WRITTEN EXERCISE A:
In the records, change "asphalt road surface" to "paved road surface" in everything from the first line down to the line containing "(602, 1237)", then return those lines with nothing else altered.
>> begin EXCERPT TO READ
Tiger Woods at The Masters 2010

Once my brain stopped rattling I began to think that the move is rather genius. The Masters is absolutely impossible to get a ticket to because they are handed down from generation to generation seemingly dating back to the Civil War, so aside from extremely wealthy folks able to spend thousands and thousands of dollars on scalped tickets, there won’t be a huge influx of rabble-rousing spectators and media to deal with. Plus, The Masters is the most austere of all the PGA events, so the club’s staff and security will have absolutely ZERO tolerance for any sort of shenanigans or tom-foolery. (I’m imagining buxom young female streakers with numbers painted on them and people hurling Tiger Woods mistress golf balls on to the course.) All Tiger would need to do is not suck and he will have re-established himself in what will almost certainly be one of the most-watched sporting events in the history of television. If Tiger Woods makes his comeback at The Masters they will be broadcasting it in the stadium at the World Cup of Soccer! (If the timing’s right.)
>> end EXCERPT TO READ
>> begin GIVEN DATA
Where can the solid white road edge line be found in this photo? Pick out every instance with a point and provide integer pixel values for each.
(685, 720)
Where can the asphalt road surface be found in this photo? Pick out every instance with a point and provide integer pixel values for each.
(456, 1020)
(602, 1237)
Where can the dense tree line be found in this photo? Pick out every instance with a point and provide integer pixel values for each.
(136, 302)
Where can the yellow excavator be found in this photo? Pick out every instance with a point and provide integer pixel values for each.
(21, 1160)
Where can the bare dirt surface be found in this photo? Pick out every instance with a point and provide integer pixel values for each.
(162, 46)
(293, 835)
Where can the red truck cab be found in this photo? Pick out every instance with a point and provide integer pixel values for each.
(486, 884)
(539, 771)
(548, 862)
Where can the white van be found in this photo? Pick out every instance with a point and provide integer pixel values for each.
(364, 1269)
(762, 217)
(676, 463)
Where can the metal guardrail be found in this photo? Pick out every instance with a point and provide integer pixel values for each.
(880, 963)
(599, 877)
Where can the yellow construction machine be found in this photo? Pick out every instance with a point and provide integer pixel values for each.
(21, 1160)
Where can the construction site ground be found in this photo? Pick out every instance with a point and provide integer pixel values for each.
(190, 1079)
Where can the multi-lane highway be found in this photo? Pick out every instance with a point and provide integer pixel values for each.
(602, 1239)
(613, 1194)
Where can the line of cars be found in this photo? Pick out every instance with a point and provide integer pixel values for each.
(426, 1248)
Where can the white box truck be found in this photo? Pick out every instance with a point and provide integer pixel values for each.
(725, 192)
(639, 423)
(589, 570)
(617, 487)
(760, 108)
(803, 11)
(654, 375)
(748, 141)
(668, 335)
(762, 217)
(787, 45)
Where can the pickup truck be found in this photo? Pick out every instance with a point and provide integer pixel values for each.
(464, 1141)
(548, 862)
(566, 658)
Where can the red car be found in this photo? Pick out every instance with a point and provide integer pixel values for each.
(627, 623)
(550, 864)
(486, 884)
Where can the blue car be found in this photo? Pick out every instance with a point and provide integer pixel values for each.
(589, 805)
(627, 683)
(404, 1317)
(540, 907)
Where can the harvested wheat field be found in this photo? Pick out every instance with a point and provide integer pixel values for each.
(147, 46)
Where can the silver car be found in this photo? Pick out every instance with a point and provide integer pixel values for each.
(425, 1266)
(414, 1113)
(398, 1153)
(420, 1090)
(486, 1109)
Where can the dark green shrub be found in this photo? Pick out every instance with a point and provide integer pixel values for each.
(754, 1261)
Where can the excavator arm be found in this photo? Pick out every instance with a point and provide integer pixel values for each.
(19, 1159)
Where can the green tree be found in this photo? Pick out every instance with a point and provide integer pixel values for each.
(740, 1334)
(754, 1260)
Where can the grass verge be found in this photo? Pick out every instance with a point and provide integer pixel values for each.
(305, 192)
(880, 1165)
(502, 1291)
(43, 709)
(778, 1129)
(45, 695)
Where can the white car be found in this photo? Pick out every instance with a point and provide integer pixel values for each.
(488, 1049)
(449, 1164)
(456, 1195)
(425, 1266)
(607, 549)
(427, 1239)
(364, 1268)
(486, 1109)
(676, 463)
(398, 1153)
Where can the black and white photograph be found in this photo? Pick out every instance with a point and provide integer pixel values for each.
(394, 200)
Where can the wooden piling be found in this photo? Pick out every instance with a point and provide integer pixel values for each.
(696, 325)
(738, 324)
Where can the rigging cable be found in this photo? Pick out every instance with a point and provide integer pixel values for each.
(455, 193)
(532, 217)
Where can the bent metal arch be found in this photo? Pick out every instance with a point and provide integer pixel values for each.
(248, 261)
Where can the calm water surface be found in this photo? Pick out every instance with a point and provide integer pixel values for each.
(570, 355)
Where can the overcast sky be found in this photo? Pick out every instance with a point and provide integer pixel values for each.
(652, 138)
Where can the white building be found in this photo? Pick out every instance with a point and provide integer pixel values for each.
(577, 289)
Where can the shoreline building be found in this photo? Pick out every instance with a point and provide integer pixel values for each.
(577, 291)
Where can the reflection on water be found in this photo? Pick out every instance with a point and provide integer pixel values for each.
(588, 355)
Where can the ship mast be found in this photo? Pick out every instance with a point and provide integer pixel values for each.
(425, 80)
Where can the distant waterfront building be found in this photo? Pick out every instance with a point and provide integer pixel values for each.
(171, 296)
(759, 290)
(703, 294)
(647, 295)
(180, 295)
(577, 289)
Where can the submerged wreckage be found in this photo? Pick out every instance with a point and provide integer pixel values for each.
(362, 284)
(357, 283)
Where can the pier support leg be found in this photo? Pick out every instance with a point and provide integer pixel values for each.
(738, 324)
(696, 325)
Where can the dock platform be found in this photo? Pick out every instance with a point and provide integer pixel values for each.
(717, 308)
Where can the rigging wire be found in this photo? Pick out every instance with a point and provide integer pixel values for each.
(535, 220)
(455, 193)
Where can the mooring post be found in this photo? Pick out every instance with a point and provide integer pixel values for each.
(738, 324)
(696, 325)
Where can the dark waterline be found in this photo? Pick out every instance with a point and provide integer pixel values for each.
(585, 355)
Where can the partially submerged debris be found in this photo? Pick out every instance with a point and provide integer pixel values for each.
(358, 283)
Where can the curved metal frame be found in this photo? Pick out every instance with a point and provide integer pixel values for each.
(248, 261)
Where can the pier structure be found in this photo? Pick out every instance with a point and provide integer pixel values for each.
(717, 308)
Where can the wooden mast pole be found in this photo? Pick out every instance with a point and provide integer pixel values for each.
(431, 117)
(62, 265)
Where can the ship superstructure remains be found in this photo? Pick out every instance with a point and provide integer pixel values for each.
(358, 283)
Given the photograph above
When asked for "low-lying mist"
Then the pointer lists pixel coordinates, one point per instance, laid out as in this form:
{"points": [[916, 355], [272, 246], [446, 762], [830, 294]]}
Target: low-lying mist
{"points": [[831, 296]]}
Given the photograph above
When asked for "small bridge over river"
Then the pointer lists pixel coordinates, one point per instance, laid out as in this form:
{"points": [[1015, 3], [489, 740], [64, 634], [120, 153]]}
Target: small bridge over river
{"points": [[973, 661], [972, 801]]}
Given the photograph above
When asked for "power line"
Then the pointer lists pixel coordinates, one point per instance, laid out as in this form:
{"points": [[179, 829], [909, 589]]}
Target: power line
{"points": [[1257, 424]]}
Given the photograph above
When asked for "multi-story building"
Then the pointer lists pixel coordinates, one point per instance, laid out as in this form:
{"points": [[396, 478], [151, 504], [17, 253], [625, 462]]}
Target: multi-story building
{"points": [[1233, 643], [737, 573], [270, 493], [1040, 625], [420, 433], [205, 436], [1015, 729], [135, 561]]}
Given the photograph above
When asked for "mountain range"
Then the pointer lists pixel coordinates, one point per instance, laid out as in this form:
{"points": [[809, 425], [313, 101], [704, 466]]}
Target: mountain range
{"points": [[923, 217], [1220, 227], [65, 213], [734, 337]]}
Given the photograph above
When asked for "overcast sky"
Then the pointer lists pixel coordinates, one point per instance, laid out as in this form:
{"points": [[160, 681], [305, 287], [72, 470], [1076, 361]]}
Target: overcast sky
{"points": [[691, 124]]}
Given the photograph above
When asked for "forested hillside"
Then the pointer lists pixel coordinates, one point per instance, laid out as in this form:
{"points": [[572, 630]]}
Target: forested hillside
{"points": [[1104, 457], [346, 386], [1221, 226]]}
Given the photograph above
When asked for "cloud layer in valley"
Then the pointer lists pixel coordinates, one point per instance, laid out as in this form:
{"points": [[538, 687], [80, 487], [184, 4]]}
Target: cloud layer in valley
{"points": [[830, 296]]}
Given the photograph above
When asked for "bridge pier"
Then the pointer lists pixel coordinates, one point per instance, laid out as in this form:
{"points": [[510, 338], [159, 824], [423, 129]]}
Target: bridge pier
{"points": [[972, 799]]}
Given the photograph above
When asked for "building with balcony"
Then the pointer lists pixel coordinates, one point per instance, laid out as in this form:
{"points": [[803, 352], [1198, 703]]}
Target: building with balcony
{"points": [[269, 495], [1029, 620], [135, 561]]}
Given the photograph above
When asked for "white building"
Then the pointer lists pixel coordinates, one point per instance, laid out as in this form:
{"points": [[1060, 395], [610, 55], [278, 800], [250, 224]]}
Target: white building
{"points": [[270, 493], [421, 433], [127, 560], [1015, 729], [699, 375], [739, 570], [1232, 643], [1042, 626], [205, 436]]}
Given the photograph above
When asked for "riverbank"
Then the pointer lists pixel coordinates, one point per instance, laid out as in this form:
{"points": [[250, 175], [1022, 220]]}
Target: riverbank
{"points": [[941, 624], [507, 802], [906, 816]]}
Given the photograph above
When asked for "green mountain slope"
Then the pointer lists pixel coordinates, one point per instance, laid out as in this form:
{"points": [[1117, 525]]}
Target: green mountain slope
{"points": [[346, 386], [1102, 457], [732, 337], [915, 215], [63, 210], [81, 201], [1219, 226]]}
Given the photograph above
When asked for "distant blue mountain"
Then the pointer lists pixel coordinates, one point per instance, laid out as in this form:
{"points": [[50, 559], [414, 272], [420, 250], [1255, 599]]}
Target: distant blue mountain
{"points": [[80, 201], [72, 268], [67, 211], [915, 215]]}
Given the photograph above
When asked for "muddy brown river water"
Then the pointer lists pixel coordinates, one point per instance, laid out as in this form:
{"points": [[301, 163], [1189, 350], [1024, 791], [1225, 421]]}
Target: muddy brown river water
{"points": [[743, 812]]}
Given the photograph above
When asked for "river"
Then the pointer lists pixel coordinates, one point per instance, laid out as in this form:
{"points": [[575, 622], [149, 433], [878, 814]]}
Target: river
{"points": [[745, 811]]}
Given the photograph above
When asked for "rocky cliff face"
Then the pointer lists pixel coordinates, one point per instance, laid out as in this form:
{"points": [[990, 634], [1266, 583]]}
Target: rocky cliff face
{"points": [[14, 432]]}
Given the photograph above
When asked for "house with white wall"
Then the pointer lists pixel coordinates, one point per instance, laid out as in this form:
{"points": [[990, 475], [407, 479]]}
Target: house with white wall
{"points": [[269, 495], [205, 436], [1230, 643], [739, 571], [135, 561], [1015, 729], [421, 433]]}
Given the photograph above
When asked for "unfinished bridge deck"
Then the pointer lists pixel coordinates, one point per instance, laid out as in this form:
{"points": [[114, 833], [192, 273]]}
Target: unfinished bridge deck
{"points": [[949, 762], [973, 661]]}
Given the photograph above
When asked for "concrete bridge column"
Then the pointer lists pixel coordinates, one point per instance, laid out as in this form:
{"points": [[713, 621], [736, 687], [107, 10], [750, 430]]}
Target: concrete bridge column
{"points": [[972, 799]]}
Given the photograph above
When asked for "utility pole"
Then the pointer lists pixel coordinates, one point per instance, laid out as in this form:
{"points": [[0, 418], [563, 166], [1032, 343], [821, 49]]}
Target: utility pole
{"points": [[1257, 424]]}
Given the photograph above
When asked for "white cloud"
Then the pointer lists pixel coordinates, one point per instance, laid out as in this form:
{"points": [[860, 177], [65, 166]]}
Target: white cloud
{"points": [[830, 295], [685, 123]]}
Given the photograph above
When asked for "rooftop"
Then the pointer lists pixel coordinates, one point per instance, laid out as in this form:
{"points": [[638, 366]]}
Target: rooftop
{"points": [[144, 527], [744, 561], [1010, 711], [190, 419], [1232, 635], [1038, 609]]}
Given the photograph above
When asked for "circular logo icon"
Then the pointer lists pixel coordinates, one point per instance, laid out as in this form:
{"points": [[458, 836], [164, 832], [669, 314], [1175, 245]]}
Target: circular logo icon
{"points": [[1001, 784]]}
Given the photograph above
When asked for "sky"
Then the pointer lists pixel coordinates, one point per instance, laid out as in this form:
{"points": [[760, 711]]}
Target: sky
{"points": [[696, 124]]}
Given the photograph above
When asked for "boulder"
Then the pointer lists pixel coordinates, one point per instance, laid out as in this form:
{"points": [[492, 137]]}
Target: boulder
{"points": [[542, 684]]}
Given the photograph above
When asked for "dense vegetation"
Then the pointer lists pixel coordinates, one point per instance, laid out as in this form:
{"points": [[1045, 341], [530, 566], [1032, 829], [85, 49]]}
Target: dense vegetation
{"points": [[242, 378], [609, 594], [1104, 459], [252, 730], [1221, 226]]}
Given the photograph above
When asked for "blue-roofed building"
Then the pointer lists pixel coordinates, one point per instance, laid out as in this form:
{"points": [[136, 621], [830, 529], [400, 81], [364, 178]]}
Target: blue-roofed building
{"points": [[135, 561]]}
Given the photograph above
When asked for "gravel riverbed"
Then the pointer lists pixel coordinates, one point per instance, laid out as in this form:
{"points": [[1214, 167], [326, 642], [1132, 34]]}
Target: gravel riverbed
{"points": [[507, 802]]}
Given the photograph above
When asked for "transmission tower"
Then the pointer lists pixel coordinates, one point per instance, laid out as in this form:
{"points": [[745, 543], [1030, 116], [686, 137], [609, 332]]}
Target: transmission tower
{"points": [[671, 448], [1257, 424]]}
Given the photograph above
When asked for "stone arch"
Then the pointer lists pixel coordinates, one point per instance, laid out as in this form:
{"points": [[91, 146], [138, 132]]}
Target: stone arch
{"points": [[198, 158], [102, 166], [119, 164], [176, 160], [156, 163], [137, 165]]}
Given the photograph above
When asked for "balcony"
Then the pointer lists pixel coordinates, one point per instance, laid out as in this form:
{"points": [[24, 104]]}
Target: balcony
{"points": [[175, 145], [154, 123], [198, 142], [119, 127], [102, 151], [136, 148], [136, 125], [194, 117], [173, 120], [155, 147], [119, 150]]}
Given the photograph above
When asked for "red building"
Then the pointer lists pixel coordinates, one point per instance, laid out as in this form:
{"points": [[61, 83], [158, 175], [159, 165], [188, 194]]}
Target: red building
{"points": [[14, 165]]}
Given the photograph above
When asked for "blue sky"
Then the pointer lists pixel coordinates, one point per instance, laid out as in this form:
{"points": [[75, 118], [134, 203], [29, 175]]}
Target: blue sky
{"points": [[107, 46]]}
>> end GIVEN DATA
WRITTEN EXERCISE B:
Continue the piece on a Tiger Woods comeback at The Masters 2010 from its last sentence.

TASK OUTPUT A:
Where can the solid white road edge line be found in this photo? Pick out every instance with a point and provide integer pixel values for each.
(685, 720)
Where can the paved road surface be found in this photo? Pick out every instance with a point and provide integer pixel values for each.
(456, 1020)
(602, 1237)

TASK OUTPUT B:
Opening round for The 2010 Masters will begin on Thursday, April 8th. (It should be noted that, unlike Tiger, I was able to resist an urge – the urge to make a “Mastersbation” joke. I was actually planning on combining references to one of the greatest Master champions Jack Nicklaus with one of my favorite Conan O’Brien characters to create the Mastersbating Bear. But, I didn’t. I’m better than that.)

(The top photo was taken from our post “How Tiger Woods Sees Women.”)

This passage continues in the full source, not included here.